**** Data to use

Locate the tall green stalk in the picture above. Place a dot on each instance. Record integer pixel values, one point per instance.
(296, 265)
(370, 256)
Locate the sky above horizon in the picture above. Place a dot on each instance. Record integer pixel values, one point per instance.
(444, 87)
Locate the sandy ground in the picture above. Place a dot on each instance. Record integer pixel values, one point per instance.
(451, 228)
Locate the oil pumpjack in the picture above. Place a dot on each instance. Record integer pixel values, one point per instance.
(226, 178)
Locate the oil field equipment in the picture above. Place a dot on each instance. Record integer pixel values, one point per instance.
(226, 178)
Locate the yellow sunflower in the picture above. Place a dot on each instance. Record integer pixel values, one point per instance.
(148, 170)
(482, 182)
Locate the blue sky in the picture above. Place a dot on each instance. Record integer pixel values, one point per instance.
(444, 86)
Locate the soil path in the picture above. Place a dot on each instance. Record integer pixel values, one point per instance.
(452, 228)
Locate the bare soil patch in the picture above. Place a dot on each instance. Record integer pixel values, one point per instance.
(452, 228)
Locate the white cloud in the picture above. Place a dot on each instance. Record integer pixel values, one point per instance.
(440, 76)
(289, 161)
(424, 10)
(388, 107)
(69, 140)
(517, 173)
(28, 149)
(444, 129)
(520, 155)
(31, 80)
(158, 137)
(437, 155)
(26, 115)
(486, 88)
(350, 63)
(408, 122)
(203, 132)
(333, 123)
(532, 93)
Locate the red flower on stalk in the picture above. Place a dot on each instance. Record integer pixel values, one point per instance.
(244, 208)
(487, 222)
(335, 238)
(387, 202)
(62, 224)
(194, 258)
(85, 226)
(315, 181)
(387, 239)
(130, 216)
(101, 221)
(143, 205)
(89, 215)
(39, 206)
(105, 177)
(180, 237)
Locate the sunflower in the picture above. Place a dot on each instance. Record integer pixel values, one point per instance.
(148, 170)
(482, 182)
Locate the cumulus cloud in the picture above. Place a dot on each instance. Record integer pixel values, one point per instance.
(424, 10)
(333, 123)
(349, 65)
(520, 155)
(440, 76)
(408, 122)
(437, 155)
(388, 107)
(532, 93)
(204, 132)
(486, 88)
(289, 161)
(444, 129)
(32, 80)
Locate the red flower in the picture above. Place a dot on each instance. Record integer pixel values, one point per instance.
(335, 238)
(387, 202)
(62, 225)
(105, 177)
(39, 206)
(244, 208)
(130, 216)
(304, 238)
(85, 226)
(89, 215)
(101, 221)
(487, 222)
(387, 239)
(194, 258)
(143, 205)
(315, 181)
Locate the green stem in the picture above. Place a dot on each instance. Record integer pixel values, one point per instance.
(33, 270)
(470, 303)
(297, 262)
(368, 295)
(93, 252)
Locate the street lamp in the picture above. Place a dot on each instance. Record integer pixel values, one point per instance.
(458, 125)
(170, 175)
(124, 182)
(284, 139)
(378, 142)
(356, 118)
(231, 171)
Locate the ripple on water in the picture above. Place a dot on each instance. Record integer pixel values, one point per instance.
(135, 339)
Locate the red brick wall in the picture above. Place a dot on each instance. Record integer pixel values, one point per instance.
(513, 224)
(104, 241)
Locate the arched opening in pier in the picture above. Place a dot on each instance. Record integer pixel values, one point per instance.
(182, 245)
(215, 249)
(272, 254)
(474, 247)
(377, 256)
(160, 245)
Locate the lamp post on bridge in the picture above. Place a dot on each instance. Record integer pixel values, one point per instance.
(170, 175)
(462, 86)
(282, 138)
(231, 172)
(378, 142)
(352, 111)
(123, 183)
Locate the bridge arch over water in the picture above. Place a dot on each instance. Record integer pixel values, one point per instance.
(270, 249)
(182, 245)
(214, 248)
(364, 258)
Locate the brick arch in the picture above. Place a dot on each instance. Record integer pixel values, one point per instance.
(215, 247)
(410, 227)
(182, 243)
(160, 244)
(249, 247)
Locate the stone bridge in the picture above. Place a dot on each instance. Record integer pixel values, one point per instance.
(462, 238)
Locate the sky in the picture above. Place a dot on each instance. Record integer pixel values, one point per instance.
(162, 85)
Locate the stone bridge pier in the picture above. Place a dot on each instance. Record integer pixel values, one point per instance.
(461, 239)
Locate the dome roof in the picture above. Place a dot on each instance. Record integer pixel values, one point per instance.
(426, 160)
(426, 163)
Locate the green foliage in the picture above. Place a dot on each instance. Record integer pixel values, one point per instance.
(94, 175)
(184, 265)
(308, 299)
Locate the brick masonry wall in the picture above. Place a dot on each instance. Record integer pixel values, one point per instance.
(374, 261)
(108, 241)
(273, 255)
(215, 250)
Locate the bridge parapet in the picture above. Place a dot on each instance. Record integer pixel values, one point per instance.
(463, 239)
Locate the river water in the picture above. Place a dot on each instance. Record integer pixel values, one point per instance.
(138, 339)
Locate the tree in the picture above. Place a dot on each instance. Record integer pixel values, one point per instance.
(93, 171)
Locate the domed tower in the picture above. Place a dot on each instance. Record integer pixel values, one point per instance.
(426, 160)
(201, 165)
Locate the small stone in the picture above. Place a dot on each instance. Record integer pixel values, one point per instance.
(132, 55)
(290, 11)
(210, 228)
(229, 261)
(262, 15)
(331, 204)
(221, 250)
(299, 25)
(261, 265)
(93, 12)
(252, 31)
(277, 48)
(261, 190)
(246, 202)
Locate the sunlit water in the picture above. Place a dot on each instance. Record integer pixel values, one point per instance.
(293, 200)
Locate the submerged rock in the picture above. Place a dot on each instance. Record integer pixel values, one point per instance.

********

• [What to produce]
Transcribe each record above exactly. Skip none.

• [Solution to the problem]
Locate the tall green stalk in the picture above. Place a dot on each instance. Record integer pixel values, one point per instance.
(296, 265)
(370, 256)
Locate the sky above horizon in the picture above. Place a dot on each instance. Record integer pixel values, one point per instance.
(444, 87)
Locate the sandy ground in the picture above. Place a dot on each instance. Record integer pixel values, one point per instance.
(451, 228)
Locate the oil pumpjack in the picture above. Place a dot on each instance. Record integer pixel values, one point per instance.
(226, 178)
Locate the oil field equipment in the picture above. Place a dot on each instance. Record integer pixel values, one point per instance.
(226, 178)
Locate the yellow sunflower in the picture above. Place a dot on each instance. Record integer pixel values, one point per instance.
(148, 170)
(482, 182)
Locate the blue sky in the picture above. Place a dot on each instance. Record integer pixel values, one point per instance.
(444, 86)
Locate the soil path in the picture above. Place a dot on each instance. Record integer pixel values, one point per instance.
(452, 228)
Locate the bare soil patch in the picture above. Place a dot on each instance. Record integer pixel values, one point per instance.
(452, 228)
Locate the white cloud in the picture above. Place a dot on each instance. Record integer pixel values, one point per instance.
(440, 76)
(289, 161)
(424, 10)
(388, 107)
(69, 140)
(517, 173)
(28, 149)
(444, 129)
(520, 155)
(31, 80)
(158, 137)
(437, 155)
(26, 115)
(486, 88)
(350, 63)
(408, 122)
(203, 132)
(333, 123)
(532, 93)
Locate the red flower on stalk in the picture above. Place a dot on each instance. Record integer pixel values, one point per instance.
(244, 208)
(487, 222)
(335, 238)
(387, 202)
(62, 224)
(194, 258)
(85, 226)
(315, 181)
(387, 239)
(130, 216)
(101, 221)
(143, 205)
(89, 215)
(39, 206)
(105, 177)
(180, 237)
Locate the sunflower in the picture above. Place a dot on each instance. Record integer pixel values, one point per instance.
(148, 170)
(482, 182)
Locate the cumulus cloud in the picture above. Place a dot on each instance. Record integer pixel values, one point per instance.
(424, 10)
(333, 123)
(349, 65)
(520, 155)
(440, 76)
(408, 122)
(437, 155)
(388, 107)
(532, 93)
(204, 132)
(486, 88)
(289, 161)
(444, 129)
(32, 80)
Locate the red flower in the picture above. Place a dot on each instance. Record integer pixel values, one point per instance.
(335, 238)
(387, 202)
(62, 225)
(105, 177)
(39, 206)
(244, 208)
(130, 216)
(304, 238)
(85, 226)
(89, 215)
(101, 221)
(487, 222)
(387, 239)
(194, 258)
(143, 205)
(315, 181)
Locate the green stem in the picture above. Place a dot on each instance. Record integer pixel values, one point per instance.
(33, 270)
(470, 303)
(297, 262)
(368, 295)
(93, 252)
Locate the street lamp in the picture above. Place a dot on each instance. Record integer pixel values, one point per instance.
(458, 125)
(170, 175)
(124, 182)
(284, 139)
(378, 142)
(356, 118)
(231, 171)
Locate the ripple on water in the picture above. Place a dot on each instance. Record integer pixel values, one point per instance.
(135, 339)
Locate the red brick wall in the picture above. Place a dot on each instance. Record integer pixel values, one point per instance.
(513, 224)
(104, 241)
Locate the arched opening in pier in the picture above. Place a dot on each instance. Record integer pixel values, one point per instance.
(182, 245)
(215, 249)
(272, 254)
(474, 247)
(377, 256)
(160, 245)
Locate the lamp post on bridge in the picture above. Place a dot on each instance. Record integer pixel values, one point per instance.
(170, 175)
(462, 86)
(282, 138)
(231, 172)
(378, 142)
(352, 111)
(123, 183)
Locate the bridge arch over water in the picture above. Place a dot on each instance. Record integer pixel values, one point per instance.
(270, 249)
(182, 245)
(214, 248)
(364, 258)
Locate the brick arch in the picture above. Place a dot on each instance. Record integer pixel values, one point per instance.
(215, 247)
(410, 227)
(182, 243)
(160, 244)
(249, 247)
Locate the stone bridge in the picture above. Place a dot on each instance. Record integer pixel values, one point per instance.
(462, 238)
Locate the sky in the picture above. Place a dot on each instance. Record integer pixel values, one point per instance.
(162, 85)
Locate the stone bridge pier in the picture above. Place a dot on each instance. Record integer pixel values, one point per instance.
(461, 239)
Locate the dome roof in the picture above. Place a dot on each instance. Record integer pixel values, one point per instance.
(426, 160)
(426, 163)
Locate the green foliage in the picture above. Place a dot on each instance. Record integer pixel values, one point per instance.
(94, 175)
(184, 265)
(308, 299)
Locate the brick masonry wall in the picture above. Place a dot on each instance. Record integer pixel values, one point per instance.
(374, 261)
(108, 241)
(273, 255)
(215, 250)
Locate the bridge parapet in the picture above. Place a dot on each instance. Record integer pixel values, one point per instance.
(463, 239)
Locate the river water in the picture above. Place a dot on each instance. Record integer pixel values, one point per instance.
(138, 339)
Locate the tree in the picture above. Place a dot on each instance. Record integer pixel values, one point per instance.
(93, 171)
Locate the domed tower in the picture above. Place a dot on each instance. Record integer pixel values, one point per instance.
(426, 160)
(201, 165)
Locate the small stone in the picture above. Place a dot on each instance. Record integer pixel values, one point per instance.
(132, 55)
(290, 11)
(210, 228)
(229, 261)
(262, 15)
(331, 204)
(221, 250)
(299, 25)
(261, 265)
(93, 12)
(252, 31)
(277, 48)
(261, 190)
(246, 202)
Locate the sunlit water in the picture above. Place a dot on each instance. Record integer pixel values, one point per instance.
(293, 200)
Locate the submerged rock in the picture above. Place a dot on each instance. Record integer pixel values, one point per instance.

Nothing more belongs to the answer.